Requirements:
Copy out the part of the entries that opens with the line containing "If you could place a marker on the ceiling" and closes with the line containing "point(58, 256)", both ends included, requests and all. Scale every answer coordinate by 1.6 and round to whole numbers, halves up, leaving all numbers inside the requests as they are.
━━ Provided entries ━━
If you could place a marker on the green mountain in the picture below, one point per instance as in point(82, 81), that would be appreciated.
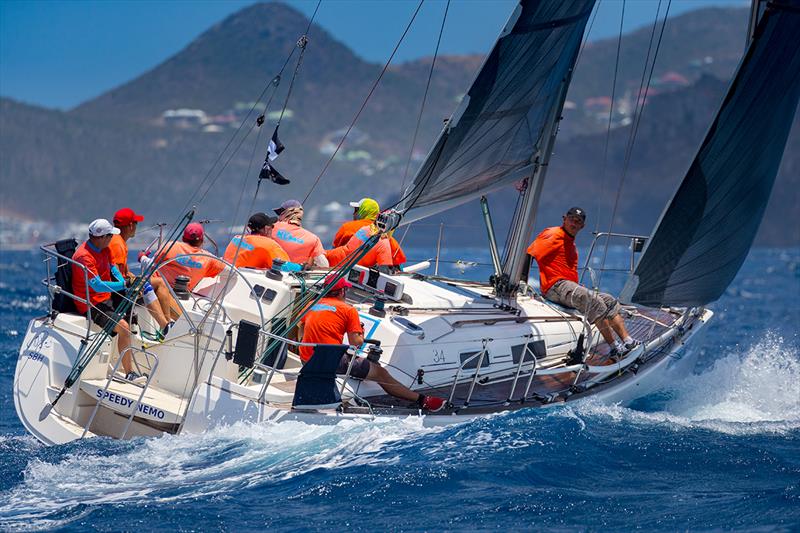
point(126, 148)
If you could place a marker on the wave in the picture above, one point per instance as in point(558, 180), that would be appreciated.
point(756, 391)
point(180, 468)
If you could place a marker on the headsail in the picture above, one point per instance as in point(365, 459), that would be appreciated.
point(492, 138)
point(706, 231)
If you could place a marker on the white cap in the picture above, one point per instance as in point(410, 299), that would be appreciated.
point(102, 227)
point(358, 203)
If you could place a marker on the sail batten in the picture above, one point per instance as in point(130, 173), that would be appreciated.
point(705, 233)
point(494, 136)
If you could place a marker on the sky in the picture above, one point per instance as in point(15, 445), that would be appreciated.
point(58, 54)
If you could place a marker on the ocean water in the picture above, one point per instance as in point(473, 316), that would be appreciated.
point(717, 451)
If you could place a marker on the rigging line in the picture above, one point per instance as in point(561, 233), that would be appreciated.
point(301, 43)
point(274, 82)
point(364, 104)
point(588, 32)
point(604, 166)
point(633, 139)
point(424, 98)
point(422, 184)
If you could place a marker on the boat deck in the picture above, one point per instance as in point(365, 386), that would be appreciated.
point(643, 324)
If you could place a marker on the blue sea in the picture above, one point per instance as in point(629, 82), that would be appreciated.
point(718, 451)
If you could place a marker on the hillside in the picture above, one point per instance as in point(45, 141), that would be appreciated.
point(121, 148)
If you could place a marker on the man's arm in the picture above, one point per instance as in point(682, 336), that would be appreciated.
point(545, 246)
point(355, 338)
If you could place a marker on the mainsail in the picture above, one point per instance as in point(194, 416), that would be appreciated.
point(706, 231)
point(502, 122)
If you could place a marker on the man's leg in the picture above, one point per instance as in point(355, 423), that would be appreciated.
point(604, 326)
point(123, 343)
point(168, 305)
point(618, 324)
point(382, 377)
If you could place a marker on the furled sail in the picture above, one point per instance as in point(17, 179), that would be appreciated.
point(493, 137)
point(706, 231)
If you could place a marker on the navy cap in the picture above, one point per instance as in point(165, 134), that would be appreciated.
point(260, 220)
point(577, 212)
point(286, 205)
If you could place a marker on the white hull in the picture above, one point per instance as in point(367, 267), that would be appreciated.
point(195, 388)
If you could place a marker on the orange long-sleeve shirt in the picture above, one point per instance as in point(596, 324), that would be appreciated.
point(555, 253)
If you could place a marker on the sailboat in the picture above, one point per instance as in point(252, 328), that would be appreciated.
point(485, 347)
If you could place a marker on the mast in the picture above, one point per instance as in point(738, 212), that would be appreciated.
point(517, 258)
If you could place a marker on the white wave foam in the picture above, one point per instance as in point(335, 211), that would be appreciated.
point(755, 392)
point(178, 468)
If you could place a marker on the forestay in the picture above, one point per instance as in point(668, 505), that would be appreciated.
point(706, 231)
point(497, 131)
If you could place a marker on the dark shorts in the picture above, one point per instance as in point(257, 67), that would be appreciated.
point(594, 305)
point(360, 368)
point(101, 314)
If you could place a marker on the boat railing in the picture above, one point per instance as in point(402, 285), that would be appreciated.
point(216, 301)
point(636, 245)
point(54, 288)
point(146, 369)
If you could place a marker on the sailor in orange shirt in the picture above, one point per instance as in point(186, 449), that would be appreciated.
point(256, 250)
point(365, 212)
point(555, 253)
point(126, 221)
point(95, 257)
point(303, 246)
point(379, 255)
point(327, 322)
point(188, 258)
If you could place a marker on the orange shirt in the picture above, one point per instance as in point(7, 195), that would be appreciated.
point(255, 251)
point(98, 263)
point(195, 267)
point(299, 243)
point(556, 255)
point(349, 228)
point(378, 255)
point(327, 322)
point(119, 253)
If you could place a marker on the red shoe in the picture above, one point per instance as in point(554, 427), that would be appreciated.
point(432, 404)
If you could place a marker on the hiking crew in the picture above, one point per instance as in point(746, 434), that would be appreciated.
point(201, 264)
point(257, 249)
point(126, 221)
point(95, 256)
point(555, 253)
point(328, 321)
point(303, 246)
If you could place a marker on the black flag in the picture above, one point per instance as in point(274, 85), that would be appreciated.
point(275, 146)
point(268, 172)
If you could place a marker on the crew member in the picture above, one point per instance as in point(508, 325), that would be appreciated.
point(327, 322)
point(555, 253)
point(379, 255)
point(365, 212)
point(95, 257)
point(190, 259)
point(126, 221)
point(257, 249)
point(303, 246)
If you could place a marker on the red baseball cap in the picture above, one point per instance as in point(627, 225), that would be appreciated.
point(125, 216)
point(193, 232)
point(341, 284)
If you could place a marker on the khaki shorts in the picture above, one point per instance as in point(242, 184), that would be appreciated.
point(593, 306)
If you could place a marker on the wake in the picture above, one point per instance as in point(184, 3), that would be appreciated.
point(753, 392)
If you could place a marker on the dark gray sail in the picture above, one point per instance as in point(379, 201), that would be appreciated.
point(706, 231)
point(493, 137)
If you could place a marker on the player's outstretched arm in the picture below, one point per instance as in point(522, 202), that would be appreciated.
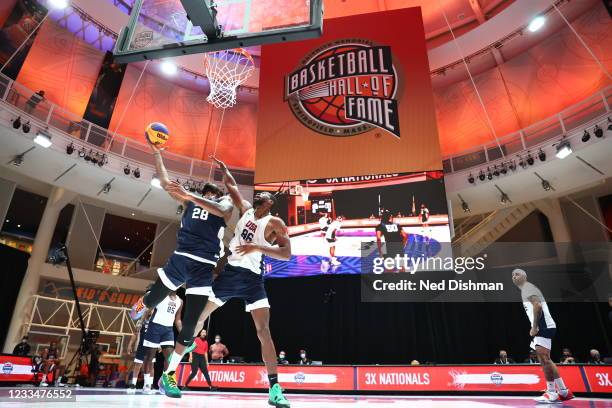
point(379, 241)
point(232, 187)
point(160, 168)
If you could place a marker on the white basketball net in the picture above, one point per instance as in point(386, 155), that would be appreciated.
point(226, 70)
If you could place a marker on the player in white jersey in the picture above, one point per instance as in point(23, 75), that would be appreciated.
point(424, 217)
point(543, 329)
point(141, 359)
point(257, 233)
point(324, 222)
point(330, 237)
point(160, 331)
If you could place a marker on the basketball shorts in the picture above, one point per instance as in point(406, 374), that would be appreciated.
point(158, 335)
point(392, 249)
point(195, 275)
point(141, 353)
point(543, 339)
point(241, 283)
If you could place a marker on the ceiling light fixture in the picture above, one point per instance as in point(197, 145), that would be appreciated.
point(585, 136)
point(536, 23)
point(564, 149)
point(42, 139)
point(169, 68)
point(598, 131)
point(155, 182)
point(464, 205)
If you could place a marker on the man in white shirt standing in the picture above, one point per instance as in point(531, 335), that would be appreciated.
point(543, 330)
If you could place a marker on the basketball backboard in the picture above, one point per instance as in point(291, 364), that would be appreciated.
point(168, 28)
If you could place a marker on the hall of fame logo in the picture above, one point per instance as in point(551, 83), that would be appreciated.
point(345, 88)
point(7, 368)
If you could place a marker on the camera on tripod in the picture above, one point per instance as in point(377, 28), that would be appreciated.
point(89, 341)
point(58, 256)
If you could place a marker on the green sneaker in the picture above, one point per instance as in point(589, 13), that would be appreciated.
point(190, 348)
point(167, 385)
point(277, 399)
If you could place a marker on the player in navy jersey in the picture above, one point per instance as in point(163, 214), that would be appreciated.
point(395, 237)
point(257, 233)
point(199, 247)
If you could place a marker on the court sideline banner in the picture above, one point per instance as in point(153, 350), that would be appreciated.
point(487, 378)
point(356, 101)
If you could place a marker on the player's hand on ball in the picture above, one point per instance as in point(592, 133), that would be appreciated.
point(219, 162)
point(155, 147)
point(246, 249)
point(176, 190)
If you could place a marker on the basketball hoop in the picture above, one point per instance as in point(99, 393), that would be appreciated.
point(226, 70)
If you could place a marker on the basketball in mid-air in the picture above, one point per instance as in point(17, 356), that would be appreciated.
point(157, 134)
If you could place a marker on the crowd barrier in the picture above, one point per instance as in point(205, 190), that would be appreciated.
point(455, 378)
point(16, 369)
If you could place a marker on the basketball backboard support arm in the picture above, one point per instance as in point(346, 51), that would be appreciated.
point(203, 14)
point(149, 37)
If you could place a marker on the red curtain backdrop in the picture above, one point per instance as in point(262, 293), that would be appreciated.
point(544, 80)
point(188, 117)
point(6, 6)
point(63, 66)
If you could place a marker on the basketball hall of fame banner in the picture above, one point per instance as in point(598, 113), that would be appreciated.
point(358, 100)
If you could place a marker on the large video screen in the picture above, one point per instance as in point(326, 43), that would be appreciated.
point(331, 220)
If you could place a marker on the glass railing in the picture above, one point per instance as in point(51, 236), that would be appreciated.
point(568, 120)
point(134, 152)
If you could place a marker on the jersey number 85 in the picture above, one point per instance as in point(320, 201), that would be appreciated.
point(247, 235)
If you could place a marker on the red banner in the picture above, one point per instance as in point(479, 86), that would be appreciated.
point(16, 369)
point(599, 378)
point(291, 377)
point(462, 378)
point(494, 378)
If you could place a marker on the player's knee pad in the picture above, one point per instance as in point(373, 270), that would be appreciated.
point(158, 292)
point(194, 305)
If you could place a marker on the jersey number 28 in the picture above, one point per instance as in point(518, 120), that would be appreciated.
point(247, 235)
point(200, 213)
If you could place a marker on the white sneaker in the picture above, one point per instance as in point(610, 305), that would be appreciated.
point(549, 397)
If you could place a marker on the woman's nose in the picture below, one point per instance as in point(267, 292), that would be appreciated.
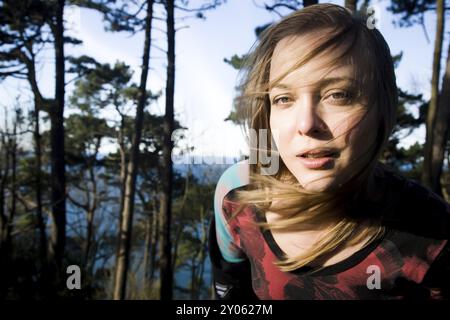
point(309, 121)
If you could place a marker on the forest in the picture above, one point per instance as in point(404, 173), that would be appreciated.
point(134, 222)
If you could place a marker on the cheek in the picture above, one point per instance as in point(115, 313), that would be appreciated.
point(361, 138)
point(282, 132)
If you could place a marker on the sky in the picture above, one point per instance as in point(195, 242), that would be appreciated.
point(205, 84)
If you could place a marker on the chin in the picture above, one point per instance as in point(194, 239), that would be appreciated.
point(315, 182)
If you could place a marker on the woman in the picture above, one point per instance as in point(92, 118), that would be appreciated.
point(332, 222)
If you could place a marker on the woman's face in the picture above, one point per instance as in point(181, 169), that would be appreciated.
point(313, 110)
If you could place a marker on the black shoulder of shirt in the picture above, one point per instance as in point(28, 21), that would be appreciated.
point(413, 208)
point(231, 281)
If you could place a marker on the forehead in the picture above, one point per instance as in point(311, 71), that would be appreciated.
point(290, 50)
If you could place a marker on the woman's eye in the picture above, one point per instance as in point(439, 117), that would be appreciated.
point(281, 100)
point(340, 97)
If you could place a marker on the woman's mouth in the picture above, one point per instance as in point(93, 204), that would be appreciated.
point(322, 158)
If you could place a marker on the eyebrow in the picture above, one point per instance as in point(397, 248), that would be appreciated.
point(324, 82)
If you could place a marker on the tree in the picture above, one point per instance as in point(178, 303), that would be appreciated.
point(130, 184)
point(413, 12)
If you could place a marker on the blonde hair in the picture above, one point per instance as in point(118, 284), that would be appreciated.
point(301, 209)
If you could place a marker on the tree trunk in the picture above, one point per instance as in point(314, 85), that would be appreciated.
point(154, 244)
point(441, 130)
point(38, 186)
point(58, 183)
point(166, 203)
point(428, 178)
point(133, 166)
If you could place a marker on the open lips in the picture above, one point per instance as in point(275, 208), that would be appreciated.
point(319, 153)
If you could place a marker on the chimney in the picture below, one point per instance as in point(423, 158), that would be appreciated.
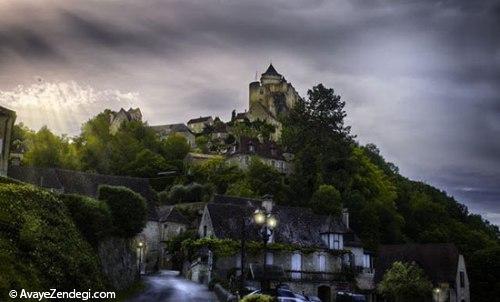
point(267, 202)
point(345, 217)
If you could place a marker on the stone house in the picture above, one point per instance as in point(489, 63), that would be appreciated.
point(7, 118)
point(116, 119)
point(268, 152)
point(171, 223)
point(324, 249)
point(87, 184)
point(441, 262)
point(165, 130)
point(197, 125)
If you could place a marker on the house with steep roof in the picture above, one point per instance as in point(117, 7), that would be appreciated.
point(7, 118)
point(161, 223)
point(198, 124)
point(269, 152)
point(117, 118)
point(165, 130)
point(317, 254)
point(441, 262)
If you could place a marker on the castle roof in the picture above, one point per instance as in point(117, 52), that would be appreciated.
point(6, 111)
point(271, 71)
point(199, 119)
point(253, 146)
point(171, 128)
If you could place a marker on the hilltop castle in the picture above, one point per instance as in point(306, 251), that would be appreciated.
point(271, 98)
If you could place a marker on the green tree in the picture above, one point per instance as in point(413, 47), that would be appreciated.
point(148, 164)
point(45, 149)
point(264, 179)
point(216, 172)
point(327, 200)
point(405, 282)
point(241, 189)
point(175, 147)
point(128, 210)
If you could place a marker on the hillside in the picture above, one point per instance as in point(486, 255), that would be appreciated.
point(40, 247)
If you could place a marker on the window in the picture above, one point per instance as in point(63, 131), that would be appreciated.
point(269, 258)
point(333, 241)
point(367, 261)
point(321, 263)
point(296, 265)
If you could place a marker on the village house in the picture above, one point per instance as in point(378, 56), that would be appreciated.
point(7, 118)
point(160, 224)
point(322, 251)
point(270, 153)
point(441, 262)
point(197, 125)
point(165, 130)
point(116, 119)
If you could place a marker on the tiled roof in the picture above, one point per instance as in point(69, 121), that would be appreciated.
point(7, 111)
point(296, 225)
point(171, 214)
point(199, 120)
point(438, 260)
point(171, 128)
point(271, 71)
point(84, 183)
point(266, 149)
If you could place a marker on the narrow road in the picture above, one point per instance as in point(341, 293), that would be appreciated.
point(169, 286)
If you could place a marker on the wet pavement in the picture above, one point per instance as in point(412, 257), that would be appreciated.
point(168, 286)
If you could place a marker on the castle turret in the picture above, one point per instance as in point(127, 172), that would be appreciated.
point(254, 94)
point(271, 76)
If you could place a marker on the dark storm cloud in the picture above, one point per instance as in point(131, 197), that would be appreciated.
point(421, 78)
point(25, 42)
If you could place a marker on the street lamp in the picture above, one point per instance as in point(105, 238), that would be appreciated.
point(140, 245)
point(268, 223)
point(438, 291)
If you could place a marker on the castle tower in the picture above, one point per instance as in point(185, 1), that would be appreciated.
point(271, 98)
point(7, 118)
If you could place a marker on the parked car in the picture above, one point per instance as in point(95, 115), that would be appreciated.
point(349, 297)
point(313, 299)
point(282, 294)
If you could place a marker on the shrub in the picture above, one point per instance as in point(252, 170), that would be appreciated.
point(258, 298)
point(40, 247)
point(92, 217)
point(128, 210)
point(194, 192)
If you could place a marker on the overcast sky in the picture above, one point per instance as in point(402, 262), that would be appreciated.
point(421, 78)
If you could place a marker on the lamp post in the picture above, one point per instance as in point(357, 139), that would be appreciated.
point(268, 223)
point(438, 292)
point(140, 245)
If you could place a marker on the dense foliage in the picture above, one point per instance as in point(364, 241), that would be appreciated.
point(128, 210)
point(40, 247)
point(331, 170)
point(405, 282)
point(92, 217)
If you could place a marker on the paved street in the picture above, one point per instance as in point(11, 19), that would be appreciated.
point(168, 286)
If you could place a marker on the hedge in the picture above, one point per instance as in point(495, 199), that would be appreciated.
point(40, 246)
point(91, 216)
point(128, 210)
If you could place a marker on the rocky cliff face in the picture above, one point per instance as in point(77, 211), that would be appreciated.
point(119, 262)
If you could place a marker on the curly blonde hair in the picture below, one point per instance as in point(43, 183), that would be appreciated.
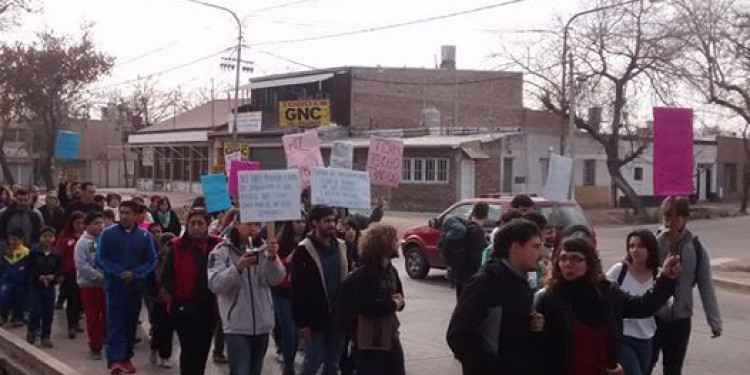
━━━
Exercise solution:
If you could place a marker on the ceiling light fixture in the picture above, one point per instance as in point(197, 145), that would be appreciated.
point(936, 218)
point(858, 37)
point(902, 238)
point(67, 222)
point(270, 109)
point(957, 210)
point(248, 291)
point(742, 328)
If you could place a marker on the man in white shirt standing in the picture above, one point per instance as in point(531, 335), that would be appreciated.
point(869, 528)
If you could place a marker on the basketball backboard in the picture above, one point per instance as in point(291, 364), that would be appreciated.
point(269, 45)
If you could place a marker on the hall of fame logo in the picture above, one point per instance as in point(551, 83), that would be appreciated.
point(552, 141)
point(11, 589)
If you could place a marker on the camera on tripod in the picture above, one point per instance as in point(377, 28), that would be appreciated.
point(142, 546)
point(93, 410)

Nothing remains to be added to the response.